── PASSAGE TO READ

Khan, Deeyah (2017), White Right: Meeting the Enemy, Moving Image. Fuuse Films
Dirk de Bruyn (1,3)
Glenn D’Cruz (2,4)
A reflection on Deeyah Khan and the question of the affective bases of politics, i.e., the relation between politics and the passions.
Radical empathy with whom? I would argue that there is a moral imperative to imaginative sympathise with any interlocutor, in the sense that there is no dialogue without the attempt to understand what the other person is saying, which partly involves grasping why they are saying it. But that is different from the question of how radical empathy might play out in politics, which is a space not just of open dialogue, but also of negotiation about interests and reaching agreement on forms of legitimate coercion (i.e., laws). Here, I think that strategic calculations play a legitimate role. Sometimes, these calculations will direct a politics of rage–rage against injustice–and sometimes they will direct the effort to detach individuals from the politics of hate through acts of empathic identification, or, at least, sympathetic dialogue.
I can probably be more specific. Think about the “basket of deplorables,” in the midwest of the USA especially. Nothing recruited conservative and/or confused individuals to neo-fascism quite as effectively as this piece of elite contempt for the political other. Here, radical empathy has a definite place, as an alternative to dismissing disagreement, or turning its into hostility/animosity (disagreement here in the sense of a radical difference between positions, where there is no common measure, at least not conceptually). But the neo-fascists themselves, for instance, those recruited to the ideas of William Luther Pierce, well, sometimes radical empathy is inappropriate in politics, because it is strategically wrong. This would be the case for example when they are preparing to storm the parliament.
Your point about the basket of deplorables is one I also hold and probably cultivated my own interest in radical empathy. As you point out there is little room for it to play out in a public political sphere, perhaps it belongs in a pre-political environment.

────
── RECORDED DATA

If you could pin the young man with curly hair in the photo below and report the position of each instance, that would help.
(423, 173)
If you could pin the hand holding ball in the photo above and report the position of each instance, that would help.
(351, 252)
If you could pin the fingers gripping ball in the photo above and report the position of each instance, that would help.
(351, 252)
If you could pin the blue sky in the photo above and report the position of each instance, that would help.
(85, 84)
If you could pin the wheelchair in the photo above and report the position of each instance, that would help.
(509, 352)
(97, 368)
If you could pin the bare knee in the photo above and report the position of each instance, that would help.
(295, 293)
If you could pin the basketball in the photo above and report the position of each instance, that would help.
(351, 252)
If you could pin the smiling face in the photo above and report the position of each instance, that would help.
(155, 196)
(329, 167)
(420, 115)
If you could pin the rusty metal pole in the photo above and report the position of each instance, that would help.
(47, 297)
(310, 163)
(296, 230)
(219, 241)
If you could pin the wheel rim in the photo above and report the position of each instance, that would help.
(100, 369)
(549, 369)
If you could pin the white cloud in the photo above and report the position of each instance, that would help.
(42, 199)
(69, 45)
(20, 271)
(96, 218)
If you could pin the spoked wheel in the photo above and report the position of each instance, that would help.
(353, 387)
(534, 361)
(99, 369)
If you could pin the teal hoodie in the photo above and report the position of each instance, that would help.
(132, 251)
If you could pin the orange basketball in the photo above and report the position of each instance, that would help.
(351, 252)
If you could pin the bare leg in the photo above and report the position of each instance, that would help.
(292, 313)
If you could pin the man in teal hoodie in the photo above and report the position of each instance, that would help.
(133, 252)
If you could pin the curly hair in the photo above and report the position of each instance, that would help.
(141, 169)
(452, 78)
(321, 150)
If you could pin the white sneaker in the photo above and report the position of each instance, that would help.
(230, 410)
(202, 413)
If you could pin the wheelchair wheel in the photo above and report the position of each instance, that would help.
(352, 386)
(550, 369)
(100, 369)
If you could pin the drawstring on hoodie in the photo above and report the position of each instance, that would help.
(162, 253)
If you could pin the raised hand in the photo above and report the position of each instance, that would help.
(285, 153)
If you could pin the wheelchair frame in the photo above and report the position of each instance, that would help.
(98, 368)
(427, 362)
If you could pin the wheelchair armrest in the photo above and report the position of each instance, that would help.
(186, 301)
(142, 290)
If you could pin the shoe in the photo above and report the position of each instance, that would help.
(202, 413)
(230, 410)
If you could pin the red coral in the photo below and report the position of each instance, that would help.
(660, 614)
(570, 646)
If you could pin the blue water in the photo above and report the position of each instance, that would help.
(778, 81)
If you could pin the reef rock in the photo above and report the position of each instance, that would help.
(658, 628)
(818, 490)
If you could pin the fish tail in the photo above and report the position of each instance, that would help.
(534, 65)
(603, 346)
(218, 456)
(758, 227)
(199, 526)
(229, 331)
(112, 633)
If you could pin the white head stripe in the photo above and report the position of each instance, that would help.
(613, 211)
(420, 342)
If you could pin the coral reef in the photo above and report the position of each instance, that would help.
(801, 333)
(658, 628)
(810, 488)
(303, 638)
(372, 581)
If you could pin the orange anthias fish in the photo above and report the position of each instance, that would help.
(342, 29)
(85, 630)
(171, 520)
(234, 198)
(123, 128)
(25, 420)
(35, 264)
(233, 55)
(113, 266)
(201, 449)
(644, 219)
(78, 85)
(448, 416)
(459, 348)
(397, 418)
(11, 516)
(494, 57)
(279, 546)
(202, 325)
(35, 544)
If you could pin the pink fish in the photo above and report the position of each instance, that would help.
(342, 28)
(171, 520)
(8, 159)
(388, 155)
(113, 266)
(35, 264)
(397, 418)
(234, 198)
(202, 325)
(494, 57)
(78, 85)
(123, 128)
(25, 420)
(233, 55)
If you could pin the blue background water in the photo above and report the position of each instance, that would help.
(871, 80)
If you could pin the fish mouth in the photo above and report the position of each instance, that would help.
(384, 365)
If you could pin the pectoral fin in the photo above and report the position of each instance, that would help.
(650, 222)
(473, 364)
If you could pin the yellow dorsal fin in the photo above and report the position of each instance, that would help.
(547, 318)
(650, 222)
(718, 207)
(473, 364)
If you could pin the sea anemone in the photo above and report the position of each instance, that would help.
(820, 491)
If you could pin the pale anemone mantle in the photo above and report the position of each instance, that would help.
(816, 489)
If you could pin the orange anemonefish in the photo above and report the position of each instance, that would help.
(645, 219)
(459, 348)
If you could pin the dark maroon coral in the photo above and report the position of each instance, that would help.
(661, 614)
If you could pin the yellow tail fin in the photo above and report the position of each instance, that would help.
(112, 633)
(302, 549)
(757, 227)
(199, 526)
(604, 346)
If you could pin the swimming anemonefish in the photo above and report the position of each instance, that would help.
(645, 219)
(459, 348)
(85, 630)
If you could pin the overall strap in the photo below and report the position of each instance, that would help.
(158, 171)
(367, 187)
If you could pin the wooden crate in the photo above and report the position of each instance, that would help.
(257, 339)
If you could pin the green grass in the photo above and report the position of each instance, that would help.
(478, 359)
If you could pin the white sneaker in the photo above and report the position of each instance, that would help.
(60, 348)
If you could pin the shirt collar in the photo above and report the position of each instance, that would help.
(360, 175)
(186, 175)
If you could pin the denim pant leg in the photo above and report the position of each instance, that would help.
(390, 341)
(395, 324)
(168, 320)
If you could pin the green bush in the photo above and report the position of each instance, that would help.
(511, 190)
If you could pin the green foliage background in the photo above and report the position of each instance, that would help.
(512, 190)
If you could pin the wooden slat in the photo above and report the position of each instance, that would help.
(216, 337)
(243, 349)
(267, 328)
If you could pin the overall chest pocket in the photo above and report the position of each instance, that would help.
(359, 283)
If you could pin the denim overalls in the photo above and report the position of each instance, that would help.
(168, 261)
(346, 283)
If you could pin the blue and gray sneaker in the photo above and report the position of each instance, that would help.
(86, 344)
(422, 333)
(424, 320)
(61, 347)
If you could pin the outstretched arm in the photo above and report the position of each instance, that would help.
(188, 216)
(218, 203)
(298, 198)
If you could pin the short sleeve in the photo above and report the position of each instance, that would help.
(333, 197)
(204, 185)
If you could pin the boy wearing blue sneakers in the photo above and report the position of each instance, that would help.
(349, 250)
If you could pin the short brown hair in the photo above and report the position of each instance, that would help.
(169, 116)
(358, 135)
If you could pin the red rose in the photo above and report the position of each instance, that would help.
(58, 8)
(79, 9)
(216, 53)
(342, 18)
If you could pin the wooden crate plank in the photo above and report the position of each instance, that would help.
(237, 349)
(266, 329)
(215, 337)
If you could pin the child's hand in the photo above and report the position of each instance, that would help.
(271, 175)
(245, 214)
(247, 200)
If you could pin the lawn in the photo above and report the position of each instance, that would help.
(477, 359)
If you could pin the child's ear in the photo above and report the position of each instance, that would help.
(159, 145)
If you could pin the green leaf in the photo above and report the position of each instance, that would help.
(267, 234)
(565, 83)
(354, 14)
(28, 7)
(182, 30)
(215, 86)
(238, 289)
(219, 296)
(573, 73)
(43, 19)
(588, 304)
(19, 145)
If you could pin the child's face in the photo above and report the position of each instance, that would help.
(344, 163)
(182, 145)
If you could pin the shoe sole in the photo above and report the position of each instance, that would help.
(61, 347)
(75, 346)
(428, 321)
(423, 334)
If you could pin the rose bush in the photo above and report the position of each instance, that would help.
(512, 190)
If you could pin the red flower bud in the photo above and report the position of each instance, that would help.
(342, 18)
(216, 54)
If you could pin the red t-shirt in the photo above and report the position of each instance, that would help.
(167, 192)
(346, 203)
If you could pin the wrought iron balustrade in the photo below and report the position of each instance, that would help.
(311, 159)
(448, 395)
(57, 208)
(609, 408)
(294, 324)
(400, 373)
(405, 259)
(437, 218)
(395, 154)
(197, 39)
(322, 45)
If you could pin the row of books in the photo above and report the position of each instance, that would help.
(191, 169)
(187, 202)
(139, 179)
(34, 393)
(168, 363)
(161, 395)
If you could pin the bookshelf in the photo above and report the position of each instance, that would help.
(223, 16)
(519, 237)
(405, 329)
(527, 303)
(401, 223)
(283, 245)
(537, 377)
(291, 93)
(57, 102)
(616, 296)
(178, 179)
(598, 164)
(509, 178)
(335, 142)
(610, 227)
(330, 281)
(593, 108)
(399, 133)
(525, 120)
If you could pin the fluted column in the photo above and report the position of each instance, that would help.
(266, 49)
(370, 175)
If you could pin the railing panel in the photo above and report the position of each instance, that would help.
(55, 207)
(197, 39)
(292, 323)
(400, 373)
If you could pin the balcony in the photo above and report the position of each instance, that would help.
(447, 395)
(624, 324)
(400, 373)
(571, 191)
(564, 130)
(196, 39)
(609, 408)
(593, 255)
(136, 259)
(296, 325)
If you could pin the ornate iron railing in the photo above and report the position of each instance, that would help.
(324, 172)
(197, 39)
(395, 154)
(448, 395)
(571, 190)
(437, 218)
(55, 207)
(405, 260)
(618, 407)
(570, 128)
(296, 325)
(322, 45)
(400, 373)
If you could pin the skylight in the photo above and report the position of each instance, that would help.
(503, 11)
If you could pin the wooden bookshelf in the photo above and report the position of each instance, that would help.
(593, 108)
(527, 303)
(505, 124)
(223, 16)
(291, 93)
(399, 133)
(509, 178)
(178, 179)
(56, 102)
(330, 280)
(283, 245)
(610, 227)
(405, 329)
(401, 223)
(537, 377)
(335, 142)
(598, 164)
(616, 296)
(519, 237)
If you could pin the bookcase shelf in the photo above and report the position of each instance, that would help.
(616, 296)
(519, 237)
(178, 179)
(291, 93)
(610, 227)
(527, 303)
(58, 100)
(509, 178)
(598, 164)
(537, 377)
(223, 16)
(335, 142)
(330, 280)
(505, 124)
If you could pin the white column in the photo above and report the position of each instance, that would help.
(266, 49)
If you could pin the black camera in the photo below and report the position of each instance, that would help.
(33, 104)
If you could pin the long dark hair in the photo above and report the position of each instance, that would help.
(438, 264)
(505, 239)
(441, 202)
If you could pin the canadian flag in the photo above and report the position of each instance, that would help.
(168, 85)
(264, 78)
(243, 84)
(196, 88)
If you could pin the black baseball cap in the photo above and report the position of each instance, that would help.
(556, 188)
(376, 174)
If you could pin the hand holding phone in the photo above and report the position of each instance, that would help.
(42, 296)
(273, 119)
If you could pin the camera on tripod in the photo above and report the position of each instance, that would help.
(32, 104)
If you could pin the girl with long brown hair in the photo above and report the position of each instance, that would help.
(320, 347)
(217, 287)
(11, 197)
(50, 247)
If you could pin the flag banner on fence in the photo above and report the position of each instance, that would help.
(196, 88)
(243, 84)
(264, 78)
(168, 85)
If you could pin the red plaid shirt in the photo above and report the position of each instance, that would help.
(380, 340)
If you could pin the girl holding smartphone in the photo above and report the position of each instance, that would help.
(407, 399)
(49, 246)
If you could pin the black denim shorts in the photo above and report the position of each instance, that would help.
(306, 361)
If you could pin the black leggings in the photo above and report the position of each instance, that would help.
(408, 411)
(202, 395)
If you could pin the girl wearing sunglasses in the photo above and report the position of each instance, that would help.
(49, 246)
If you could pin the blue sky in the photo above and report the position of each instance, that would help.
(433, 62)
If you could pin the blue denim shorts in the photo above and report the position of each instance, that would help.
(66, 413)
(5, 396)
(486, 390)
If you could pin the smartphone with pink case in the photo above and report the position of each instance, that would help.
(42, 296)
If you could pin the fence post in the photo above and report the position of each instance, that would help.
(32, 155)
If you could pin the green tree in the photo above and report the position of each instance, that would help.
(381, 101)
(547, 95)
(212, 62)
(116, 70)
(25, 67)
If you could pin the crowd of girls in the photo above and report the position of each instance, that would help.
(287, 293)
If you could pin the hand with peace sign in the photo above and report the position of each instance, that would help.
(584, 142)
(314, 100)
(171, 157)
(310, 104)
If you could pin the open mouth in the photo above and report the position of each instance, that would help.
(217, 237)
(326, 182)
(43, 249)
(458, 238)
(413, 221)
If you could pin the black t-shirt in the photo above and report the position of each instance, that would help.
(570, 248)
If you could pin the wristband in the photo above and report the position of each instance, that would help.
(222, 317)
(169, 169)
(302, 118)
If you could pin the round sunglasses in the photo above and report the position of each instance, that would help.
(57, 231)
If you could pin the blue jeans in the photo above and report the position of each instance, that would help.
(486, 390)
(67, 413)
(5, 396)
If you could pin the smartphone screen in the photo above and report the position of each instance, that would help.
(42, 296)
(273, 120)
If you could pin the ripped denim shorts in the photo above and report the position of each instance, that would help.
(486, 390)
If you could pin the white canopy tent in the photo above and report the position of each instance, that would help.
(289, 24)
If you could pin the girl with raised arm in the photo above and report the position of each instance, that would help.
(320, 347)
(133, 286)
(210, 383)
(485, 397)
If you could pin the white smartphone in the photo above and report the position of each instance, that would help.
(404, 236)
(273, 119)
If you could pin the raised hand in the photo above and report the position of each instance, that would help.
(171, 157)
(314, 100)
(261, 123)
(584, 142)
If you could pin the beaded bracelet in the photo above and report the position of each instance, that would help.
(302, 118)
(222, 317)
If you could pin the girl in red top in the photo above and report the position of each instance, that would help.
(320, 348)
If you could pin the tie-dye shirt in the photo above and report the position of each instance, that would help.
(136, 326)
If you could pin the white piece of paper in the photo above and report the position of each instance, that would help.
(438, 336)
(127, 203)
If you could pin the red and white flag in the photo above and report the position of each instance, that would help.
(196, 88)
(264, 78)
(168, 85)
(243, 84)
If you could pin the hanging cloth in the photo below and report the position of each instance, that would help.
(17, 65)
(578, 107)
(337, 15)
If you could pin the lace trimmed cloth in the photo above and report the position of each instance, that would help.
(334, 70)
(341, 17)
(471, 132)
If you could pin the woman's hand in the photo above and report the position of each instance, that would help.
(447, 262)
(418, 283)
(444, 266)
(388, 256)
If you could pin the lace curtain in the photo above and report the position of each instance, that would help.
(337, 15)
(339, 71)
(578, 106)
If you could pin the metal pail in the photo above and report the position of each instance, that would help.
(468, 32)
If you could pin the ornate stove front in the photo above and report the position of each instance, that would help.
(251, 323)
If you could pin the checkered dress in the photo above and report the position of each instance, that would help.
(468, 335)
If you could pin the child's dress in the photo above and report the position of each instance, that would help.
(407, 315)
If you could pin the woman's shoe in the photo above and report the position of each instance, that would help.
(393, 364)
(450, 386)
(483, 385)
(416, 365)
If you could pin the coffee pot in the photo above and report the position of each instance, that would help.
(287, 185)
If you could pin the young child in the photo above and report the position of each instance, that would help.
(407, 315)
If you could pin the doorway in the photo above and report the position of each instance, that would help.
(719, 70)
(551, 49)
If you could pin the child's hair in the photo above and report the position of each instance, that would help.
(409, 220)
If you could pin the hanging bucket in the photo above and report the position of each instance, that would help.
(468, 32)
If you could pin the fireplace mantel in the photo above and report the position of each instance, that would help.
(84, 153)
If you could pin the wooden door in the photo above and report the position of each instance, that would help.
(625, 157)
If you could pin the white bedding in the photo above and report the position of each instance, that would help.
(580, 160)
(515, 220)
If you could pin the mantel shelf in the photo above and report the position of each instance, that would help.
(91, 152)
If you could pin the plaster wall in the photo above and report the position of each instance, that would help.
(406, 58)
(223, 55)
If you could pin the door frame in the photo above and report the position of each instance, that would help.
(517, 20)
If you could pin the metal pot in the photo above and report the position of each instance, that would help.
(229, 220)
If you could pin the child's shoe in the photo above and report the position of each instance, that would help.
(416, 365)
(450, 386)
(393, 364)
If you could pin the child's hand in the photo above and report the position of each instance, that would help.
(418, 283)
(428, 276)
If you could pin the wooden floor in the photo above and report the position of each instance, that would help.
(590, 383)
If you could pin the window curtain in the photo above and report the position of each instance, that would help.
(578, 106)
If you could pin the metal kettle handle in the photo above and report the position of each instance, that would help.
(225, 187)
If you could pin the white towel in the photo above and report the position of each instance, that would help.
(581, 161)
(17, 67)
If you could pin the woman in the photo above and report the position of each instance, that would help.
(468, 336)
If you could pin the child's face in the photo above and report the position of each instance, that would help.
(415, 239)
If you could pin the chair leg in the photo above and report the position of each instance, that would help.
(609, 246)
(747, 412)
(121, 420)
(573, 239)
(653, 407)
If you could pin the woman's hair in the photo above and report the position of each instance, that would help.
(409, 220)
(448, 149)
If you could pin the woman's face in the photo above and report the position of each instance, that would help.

────

> **BRIEF**: Copy word for word the part of the passage on radical empathy and politics that begins with the words containing "Glenn D’Cruz (2,4)" and ends with "and the passions.".

> **RESULT FOR THIS TASK**:
Glenn D’Cruz (2,4)
A reflection on Deeyah Khan and the question of the affective bases of politics, i.e., the relation between politics and the passions.